(Task brief) Could you write out every item below again, requests included, with each coordinate in the answers multiplied by 2.3 and rounded to a whole number, halves rounding up? Leave the sample coordinates in the requests unchanged, and omit the pictures.

(Task inputs)
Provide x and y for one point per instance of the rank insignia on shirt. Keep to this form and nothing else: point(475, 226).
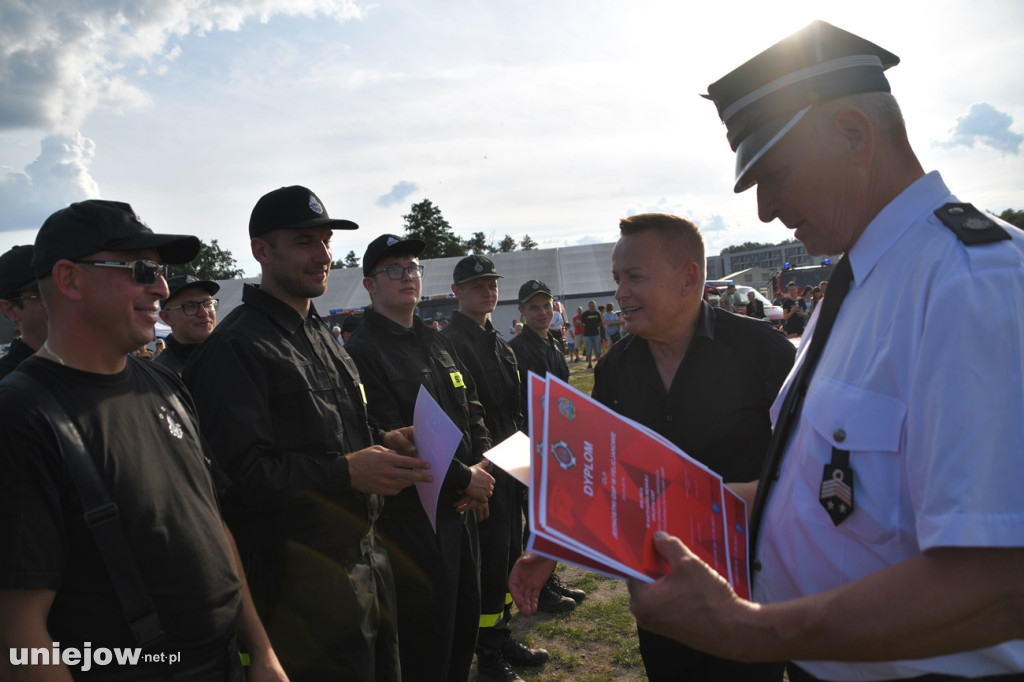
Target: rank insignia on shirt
point(566, 409)
point(971, 225)
point(837, 486)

(The answer)
Provide x and y for one point per instance of the rank insignia on shirt. Keep to this form and nothing else: point(475, 226).
Target: rank insignia on shirt
point(1302, 941)
point(2233, 518)
point(1925, 1118)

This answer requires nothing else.